Задание -
Какие строки записей содержат слово «blue»? Найдите их все и выпишите каждую целиком.
··· Данные для обработки ···
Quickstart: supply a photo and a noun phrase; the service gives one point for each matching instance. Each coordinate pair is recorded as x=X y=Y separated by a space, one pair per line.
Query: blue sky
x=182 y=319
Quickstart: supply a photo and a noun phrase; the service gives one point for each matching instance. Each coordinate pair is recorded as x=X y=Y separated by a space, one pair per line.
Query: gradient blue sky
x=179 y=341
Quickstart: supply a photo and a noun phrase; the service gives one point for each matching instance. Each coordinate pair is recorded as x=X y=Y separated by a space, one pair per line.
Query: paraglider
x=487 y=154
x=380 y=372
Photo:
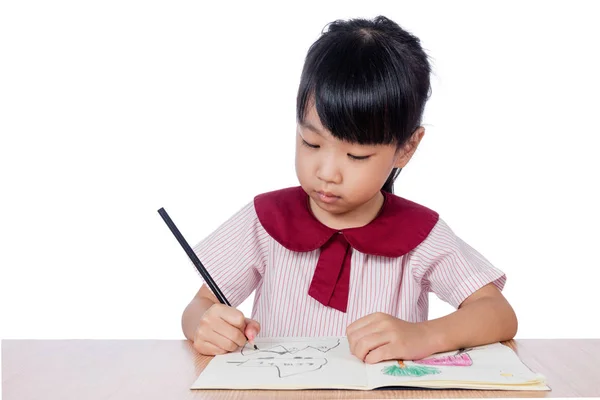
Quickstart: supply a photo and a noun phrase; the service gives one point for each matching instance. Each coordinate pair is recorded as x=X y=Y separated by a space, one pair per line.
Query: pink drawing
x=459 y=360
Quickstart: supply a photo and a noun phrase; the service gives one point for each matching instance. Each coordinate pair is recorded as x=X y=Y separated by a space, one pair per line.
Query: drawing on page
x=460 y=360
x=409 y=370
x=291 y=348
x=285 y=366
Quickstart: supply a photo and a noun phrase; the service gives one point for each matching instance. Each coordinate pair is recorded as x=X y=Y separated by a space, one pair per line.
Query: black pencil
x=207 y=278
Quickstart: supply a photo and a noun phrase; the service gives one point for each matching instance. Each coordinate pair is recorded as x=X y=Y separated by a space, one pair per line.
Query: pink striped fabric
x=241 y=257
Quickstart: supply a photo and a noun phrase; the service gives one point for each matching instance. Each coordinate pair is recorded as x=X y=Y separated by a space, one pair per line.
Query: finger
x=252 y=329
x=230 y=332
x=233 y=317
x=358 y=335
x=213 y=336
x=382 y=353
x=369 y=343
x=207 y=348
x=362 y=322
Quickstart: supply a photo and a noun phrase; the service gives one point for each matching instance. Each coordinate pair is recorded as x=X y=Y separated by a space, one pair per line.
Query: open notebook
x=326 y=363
···
··· Данные для обработки ···
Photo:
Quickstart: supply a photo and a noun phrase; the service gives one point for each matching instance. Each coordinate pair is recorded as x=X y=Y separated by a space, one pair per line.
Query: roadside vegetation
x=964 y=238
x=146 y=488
···
··· Данные для обработки ···
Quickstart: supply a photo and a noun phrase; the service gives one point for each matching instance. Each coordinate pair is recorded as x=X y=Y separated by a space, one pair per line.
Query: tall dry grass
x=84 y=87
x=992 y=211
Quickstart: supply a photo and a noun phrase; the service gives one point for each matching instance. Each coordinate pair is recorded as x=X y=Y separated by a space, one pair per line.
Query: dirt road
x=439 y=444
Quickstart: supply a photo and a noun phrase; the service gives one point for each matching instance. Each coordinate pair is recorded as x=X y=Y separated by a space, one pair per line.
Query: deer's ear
···
Результат -
Query: blue sky
Query: gradient blue sky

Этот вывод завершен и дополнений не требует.